▶ _Problem requirements_:
Retype the data exactly, leaving nothing out.

(Dataset records)

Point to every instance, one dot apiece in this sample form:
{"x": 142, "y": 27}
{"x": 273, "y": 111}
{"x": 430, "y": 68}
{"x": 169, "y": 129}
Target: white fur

▶ _Your response_:
Point to every instance, one dot apiece in this sample form:
{"x": 142, "y": 27}
{"x": 273, "y": 111}
{"x": 430, "y": 68}
{"x": 169, "y": 129}
Target: white fur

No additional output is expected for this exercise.